▶ _Gösterilen Metin_

Defne Sarısoy: Ermeni tasarılarını bertaraf edebilmek yönünde Türk lobi faaliyetleri ne şekilde yürütülüyor? Bu tasarıların sık sık gündeme gelmesi lobi faaliyetlerinin yetersizliği ile ilişkilendirilebilir mi?

Tuna Köprülü: Aslında biz yanlış yerden yola çıktık. 1981-1982 yılında Ermeni tasarısı karşımıza geldiği zaman karşılıklı bir para alışverişi haline dönüştü. Yani Ermeniler, kendilerini tutan kişilere para yedirdiler. Türk hükümeti de para vererek iddiaları durdurmaya çalıştı. Bu yönde çok büyük paralar harcandı. Hatta bir keresinde, Türkiye’nin sorunlarına çözüm arayan, eski New York milletvekili Steven Solarz bana “Bu kadar parayı Ermeni tasarısına yatıracağınıza, Amerika’da kendinize iyi bir mevki bulun. Örneğin bir NATO ülkesi olarak, üçüncü dünya ülkelerinin kotalarından kendinizi kurtarın, o zaman göreceksiniz ki, büyük bir aşama yapacaksınız. Amerika’daki marketi elde edeceksiniz. O parayla herşeyi yaparsınız” demişti. Artık hükümetin tüm bunları masaya döküp, tartışması ve her yıl aynı şeylerin tekrarlanmaması için; doğruları, yanlışları görüp tedbirini almak lazım.

Defne Sarısoy: Meslek yaşamınızda gazete haberlerine yansıttığınız birçok gelişmeye bizzat tanıklık ettiniz. Ama perde arkasında kalan bazı olaylar da vardır kuşkusuz. Haber haline getirip getirmemekte tereddüt ettiğiniz şeyler oldu mu?

▶ _Sorunlar_
1. Türk lobisi üzerine söyleşiden "Defne Sarısoy: Ermeni" sözleriyle başlayıp "ile ilişkilendirilebilir mi?" sözlerine kadar süren kısmı hiç değiştirmeden geri ver.
2. Türk lobisi üzerine söyleşiyi iki cümleyle özetle.
3. Türk lobisi üzerine söyleşiyi kaldığı yerden sürdür.

▶ _Veri Kümesi İçeriği_
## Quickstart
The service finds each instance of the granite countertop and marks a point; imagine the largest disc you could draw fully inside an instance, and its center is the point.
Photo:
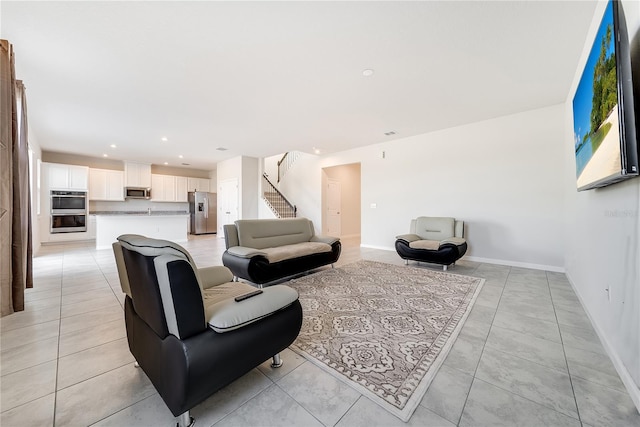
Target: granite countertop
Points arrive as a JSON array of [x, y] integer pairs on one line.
[[139, 213]]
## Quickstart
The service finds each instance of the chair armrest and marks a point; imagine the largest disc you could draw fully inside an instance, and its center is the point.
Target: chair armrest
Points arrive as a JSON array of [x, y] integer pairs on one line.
[[229, 314], [213, 276], [329, 240], [455, 240], [244, 252], [409, 237]]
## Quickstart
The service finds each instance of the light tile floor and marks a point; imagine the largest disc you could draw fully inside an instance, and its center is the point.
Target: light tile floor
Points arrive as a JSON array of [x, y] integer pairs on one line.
[[527, 356]]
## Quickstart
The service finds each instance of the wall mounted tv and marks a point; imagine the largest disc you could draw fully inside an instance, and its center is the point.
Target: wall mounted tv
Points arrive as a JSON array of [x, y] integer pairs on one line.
[[604, 121]]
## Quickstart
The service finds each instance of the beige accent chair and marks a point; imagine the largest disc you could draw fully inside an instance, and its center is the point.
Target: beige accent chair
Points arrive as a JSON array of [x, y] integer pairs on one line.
[[437, 240]]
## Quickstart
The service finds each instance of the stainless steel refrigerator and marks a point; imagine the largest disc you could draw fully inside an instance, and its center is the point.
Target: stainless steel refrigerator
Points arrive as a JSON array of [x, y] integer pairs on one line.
[[203, 212]]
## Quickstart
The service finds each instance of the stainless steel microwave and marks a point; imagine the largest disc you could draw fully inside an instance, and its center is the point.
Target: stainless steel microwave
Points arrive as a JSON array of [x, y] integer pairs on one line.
[[137, 193]]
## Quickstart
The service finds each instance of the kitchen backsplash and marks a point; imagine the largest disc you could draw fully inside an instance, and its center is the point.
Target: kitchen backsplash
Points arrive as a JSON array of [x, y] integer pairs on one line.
[[133, 205]]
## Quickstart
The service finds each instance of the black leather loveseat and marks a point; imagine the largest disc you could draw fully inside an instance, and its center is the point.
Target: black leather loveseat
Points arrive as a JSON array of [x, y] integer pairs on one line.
[[264, 250]]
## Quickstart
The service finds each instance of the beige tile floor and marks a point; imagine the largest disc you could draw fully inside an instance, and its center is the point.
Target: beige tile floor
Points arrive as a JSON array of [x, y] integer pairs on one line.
[[527, 356]]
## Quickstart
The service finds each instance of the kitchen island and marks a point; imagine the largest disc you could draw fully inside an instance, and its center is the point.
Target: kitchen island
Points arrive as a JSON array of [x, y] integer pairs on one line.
[[167, 225]]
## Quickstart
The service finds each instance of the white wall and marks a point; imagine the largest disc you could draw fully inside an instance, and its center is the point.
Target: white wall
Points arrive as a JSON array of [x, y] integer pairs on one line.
[[502, 177], [603, 231], [36, 194], [249, 185], [246, 171]]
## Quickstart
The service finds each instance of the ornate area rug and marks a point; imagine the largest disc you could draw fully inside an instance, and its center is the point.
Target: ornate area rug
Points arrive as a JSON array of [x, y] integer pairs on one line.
[[383, 329]]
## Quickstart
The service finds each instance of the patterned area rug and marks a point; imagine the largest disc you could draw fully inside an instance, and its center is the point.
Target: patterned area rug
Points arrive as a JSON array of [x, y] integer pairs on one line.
[[383, 329]]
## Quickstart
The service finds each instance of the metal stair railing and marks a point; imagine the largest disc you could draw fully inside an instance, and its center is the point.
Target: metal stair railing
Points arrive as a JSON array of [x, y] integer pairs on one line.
[[286, 162], [280, 206]]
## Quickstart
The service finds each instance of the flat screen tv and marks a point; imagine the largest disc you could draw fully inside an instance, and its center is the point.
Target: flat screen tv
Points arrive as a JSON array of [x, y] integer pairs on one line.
[[604, 121]]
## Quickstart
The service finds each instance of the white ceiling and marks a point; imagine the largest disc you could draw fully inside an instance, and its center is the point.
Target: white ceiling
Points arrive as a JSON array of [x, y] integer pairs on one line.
[[262, 78]]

▶ _Sıralı Sonuçlar_
1.
Defne Sarısoy: Ermeni tasarılarını bertaraf edebilmek yönünde Türk lobi faaliyetleri ne şekilde yürütülüyor? Bu tasarıların sık sık gündeme gelmesi lobi faaliyetlerinin yetersizliği ile ilişkilendirilebilir mi?

2. Tuna Köprülü'ye göre 1981-1982'de Ermeni tasarısı gündeme geldiğinde iş karşılıklı bir para alışverişine döndü: Ermeniler kendilerini destekleyenlere para verdi, Türk hükümeti de iddiaları durdurmak için çok büyük paralar harcadı. Köprülü, eski New York milletvekili Steven Solarz'ın bu parayı Amerika'da iyi bir konum edinmeye harcamayı önerdiğini aktararak hükümetin doğruları ve yanlışları görüp tedbir alması gerektiğini söylüyor.

3.
Tuna Köprülü: Olmaz olur mu? Benim sansasyonel haber yaparak bir gazetenin manşetine çıkmak diye bir arzum yoktu. Daha doğrusu böyle bir sorunum yoktu. Zaten haberlerim hep manşetten girerdi. Fakat örneğin Turgut Özal, 1983 yılında Washington’dan geçerken, bir gün beraber oğlunun evinde oturduk, sohbet ettik. O gün bana ANAP’ı kuracağını anlattı. Ve her şeyin hazır olduğunu söyledi. Hatta ben kendisine “Askerler size bunu kurdurmazlar, ANAP’ı kurmak üzere yanınıza bir emekli asker alırsınız”, dediğim zaman, “hayır, almayacağım, fakat bütün bunları ancak seçim kanunu çıktığı zaman göreceğiz. Onun için o zamana kadar beklemedeyiz” dedi. Ve de ilave etti, ‘Aman Tuna, bunu yazmazsın değil mi?’ diye. . Ben de Turgut Bey’e dedim ki, ben dostlarımdan duyduğum ve dostlarım hakkındaki konularda haber yapacak olsam, bu işi bırakırım.

Ona benzer mesela Coşkun Kırca’nın bir olayı oldu. Kırca, 12 Eylül darbesinin hemen ardından New York Times gazetesine bir röportaj verdi. Ecevit hakkında sayıp sövdüğü bu röportaj üzerine felaket bir haber çıktı. Aynı haber Newsweek dergisinde de yayınlandı. Bunun üzerine Hürriyet, röportajı yapan muhabirle konuşmam için beni New York’a gönderdi. New York Times’ın bayan muhabiri ile konuştuğum zaman anladım ki, Coşkun Kırca, büyük bir tepki göstermiş. Fakat Coşkun Kırca’yı tanıyanlar, onun karakterini bilirler.

Fevkalade akıllı, bilgili, kültürlüdür. Her işin üstünden gelir fakat şahsi olarak çok fevri bir insandır. Onun kızgınlıkla söylediği şeyi haber yapıp da onu kariyerine nasıl mani olabilirdim?

Defne Sarısoy: Halen Türkiye’de Monaco Fahri Başkonsolosu olarak görev yapıyorsunuz. Monaco’yu temsil etme görevi nasıl verildi? Yaşamınızdaki bu süreçten bahseder misiniz?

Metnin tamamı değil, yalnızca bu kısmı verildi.